INSTRUCTIONS TO FOLLOW
Look for the string "panel" in the listing. Copy each line that has it.

RECORD EXCERPTS
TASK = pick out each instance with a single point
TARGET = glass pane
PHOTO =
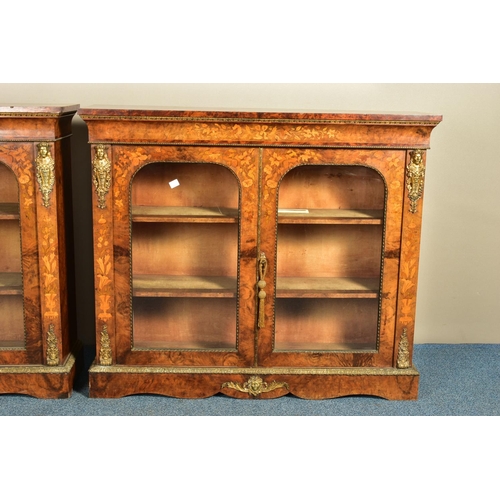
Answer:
(11, 287)
(330, 229)
(184, 257)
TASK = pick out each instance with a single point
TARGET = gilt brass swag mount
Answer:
(415, 173)
(45, 172)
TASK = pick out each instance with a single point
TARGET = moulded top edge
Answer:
(37, 109)
(145, 113)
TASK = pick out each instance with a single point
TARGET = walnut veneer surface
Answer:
(37, 330)
(256, 254)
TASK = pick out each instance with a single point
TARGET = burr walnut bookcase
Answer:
(37, 333)
(256, 254)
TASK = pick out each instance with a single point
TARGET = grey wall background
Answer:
(459, 279)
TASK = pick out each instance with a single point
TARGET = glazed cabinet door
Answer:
(175, 244)
(20, 325)
(332, 268)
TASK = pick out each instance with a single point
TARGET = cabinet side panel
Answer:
(408, 277)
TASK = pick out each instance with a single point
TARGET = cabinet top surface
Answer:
(118, 113)
(35, 109)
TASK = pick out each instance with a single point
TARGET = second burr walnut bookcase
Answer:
(37, 309)
(256, 254)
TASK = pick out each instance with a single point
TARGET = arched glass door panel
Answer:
(185, 235)
(329, 259)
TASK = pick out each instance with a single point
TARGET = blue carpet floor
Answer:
(461, 379)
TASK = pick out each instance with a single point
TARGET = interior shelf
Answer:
(11, 284)
(146, 285)
(141, 213)
(323, 346)
(9, 211)
(328, 216)
(310, 287)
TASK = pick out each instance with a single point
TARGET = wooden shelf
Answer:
(338, 288)
(11, 284)
(323, 346)
(146, 285)
(317, 216)
(201, 345)
(9, 211)
(184, 214)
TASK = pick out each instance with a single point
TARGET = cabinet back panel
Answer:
(10, 246)
(200, 185)
(11, 321)
(326, 324)
(9, 192)
(178, 323)
(185, 249)
(329, 250)
(332, 187)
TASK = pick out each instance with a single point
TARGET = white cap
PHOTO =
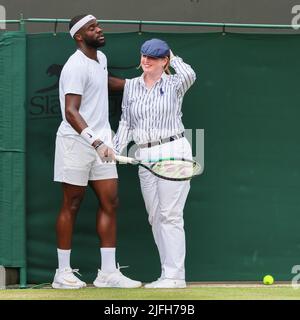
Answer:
(79, 24)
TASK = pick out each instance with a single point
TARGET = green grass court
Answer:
(192, 292)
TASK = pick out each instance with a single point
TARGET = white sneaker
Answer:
(65, 279)
(114, 280)
(166, 283)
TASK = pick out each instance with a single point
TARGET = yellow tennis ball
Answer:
(268, 279)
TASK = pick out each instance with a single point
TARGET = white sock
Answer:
(63, 258)
(108, 259)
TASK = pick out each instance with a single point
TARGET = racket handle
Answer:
(123, 159)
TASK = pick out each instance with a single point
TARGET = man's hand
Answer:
(105, 153)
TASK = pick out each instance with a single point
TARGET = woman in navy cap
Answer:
(151, 116)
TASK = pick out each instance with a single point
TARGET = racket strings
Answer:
(176, 169)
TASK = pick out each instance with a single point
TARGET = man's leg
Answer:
(109, 276)
(64, 277)
(107, 194)
(72, 197)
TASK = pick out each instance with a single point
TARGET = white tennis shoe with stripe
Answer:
(65, 279)
(115, 280)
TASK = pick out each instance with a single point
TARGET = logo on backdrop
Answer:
(296, 18)
(2, 17)
(45, 102)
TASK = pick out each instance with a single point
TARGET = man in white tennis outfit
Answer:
(83, 154)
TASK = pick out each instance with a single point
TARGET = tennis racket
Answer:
(174, 169)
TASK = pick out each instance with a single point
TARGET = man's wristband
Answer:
(88, 135)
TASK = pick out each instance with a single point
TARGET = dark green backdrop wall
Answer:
(242, 214)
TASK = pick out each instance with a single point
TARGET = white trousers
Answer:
(164, 201)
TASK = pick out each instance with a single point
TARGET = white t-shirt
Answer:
(88, 78)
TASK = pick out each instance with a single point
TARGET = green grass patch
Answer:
(190, 293)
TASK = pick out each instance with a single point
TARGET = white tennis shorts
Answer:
(76, 163)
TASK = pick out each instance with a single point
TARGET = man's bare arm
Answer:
(72, 105)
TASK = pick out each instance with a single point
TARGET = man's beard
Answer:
(94, 43)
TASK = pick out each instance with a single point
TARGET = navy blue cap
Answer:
(155, 48)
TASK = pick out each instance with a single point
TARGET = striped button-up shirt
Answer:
(149, 115)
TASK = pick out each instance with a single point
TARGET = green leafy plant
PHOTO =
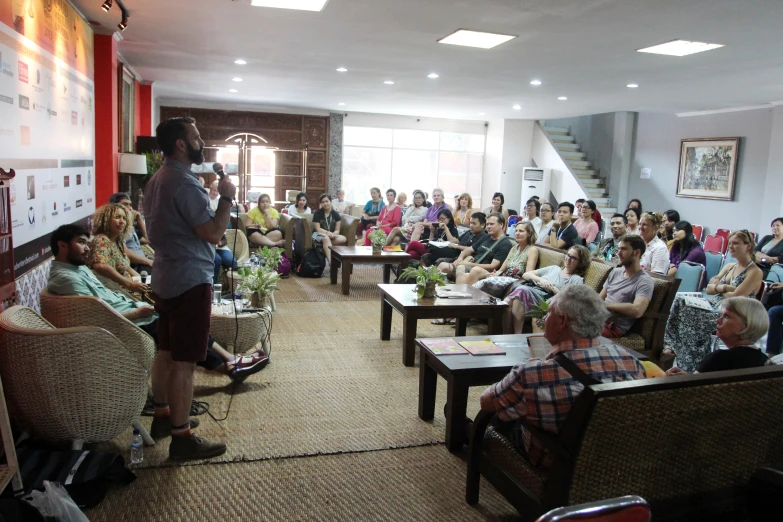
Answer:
(377, 237)
(258, 280)
(270, 257)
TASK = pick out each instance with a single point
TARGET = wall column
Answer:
(106, 118)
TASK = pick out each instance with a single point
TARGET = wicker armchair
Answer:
(78, 384)
(689, 445)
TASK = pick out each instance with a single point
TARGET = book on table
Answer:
(443, 346)
(485, 347)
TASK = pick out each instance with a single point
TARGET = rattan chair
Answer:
(78, 384)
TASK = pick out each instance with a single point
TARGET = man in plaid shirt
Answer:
(542, 392)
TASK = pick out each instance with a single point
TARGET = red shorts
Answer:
(183, 325)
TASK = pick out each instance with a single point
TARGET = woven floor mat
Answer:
(364, 286)
(426, 483)
(332, 387)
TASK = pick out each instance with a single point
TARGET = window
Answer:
(411, 159)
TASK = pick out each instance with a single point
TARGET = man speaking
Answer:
(183, 230)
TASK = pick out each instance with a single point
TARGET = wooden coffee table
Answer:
(465, 370)
(360, 255)
(404, 300)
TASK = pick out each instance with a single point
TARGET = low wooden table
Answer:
(404, 300)
(465, 370)
(361, 255)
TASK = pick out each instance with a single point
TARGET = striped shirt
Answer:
(543, 392)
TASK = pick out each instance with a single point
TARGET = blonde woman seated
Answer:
(326, 225)
(522, 258)
(540, 285)
(262, 223)
(111, 226)
(689, 329)
(414, 214)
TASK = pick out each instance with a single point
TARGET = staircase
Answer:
(571, 154)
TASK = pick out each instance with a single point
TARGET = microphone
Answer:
(218, 168)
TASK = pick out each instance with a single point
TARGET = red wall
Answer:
(106, 118)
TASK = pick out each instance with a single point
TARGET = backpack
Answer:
(311, 264)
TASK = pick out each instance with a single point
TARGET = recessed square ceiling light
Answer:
(680, 48)
(475, 39)
(302, 5)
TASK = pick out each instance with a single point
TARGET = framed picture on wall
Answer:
(708, 168)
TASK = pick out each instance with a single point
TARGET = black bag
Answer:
(311, 264)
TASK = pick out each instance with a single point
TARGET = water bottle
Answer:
(137, 448)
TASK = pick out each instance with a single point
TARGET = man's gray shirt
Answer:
(175, 204)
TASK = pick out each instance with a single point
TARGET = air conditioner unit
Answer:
(535, 182)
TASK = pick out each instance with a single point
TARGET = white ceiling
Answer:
(582, 49)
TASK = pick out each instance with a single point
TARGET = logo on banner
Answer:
(23, 72)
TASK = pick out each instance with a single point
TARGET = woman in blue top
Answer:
(370, 211)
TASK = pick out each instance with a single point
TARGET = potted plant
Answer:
(427, 278)
(259, 282)
(377, 240)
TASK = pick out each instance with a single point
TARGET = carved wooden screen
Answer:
(285, 131)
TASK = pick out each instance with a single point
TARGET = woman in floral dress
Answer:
(689, 329)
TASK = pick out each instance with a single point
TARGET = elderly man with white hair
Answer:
(543, 392)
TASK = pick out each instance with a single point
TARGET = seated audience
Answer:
(635, 203)
(111, 226)
(547, 214)
(628, 290)
(656, 255)
(542, 392)
(414, 214)
(497, 206)
(299, 208)
(326, 227)
(69, 276)
(742, 322)
(489, 255)
(389, 218)
(370, 211)
(263, 224)
(586, 226)
(688, 329)
(548, 281)
(770, 249)
(607, 249)
(666, 233)
(462, 209)
(442, 230)
(139, 260)
(563, 232)
(522, 258)
(338, 203)
(632, 217)
(531, 212)
(443, 257)
(684, 247)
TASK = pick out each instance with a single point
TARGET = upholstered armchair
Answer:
(81, 384)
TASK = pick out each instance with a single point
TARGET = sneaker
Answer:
(194, 447)
(161, 427)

ANSWER TO THIS TASK
TARGET = cabinet side panel
TARGET = arched glass door panel
TARGET = cabinet back panel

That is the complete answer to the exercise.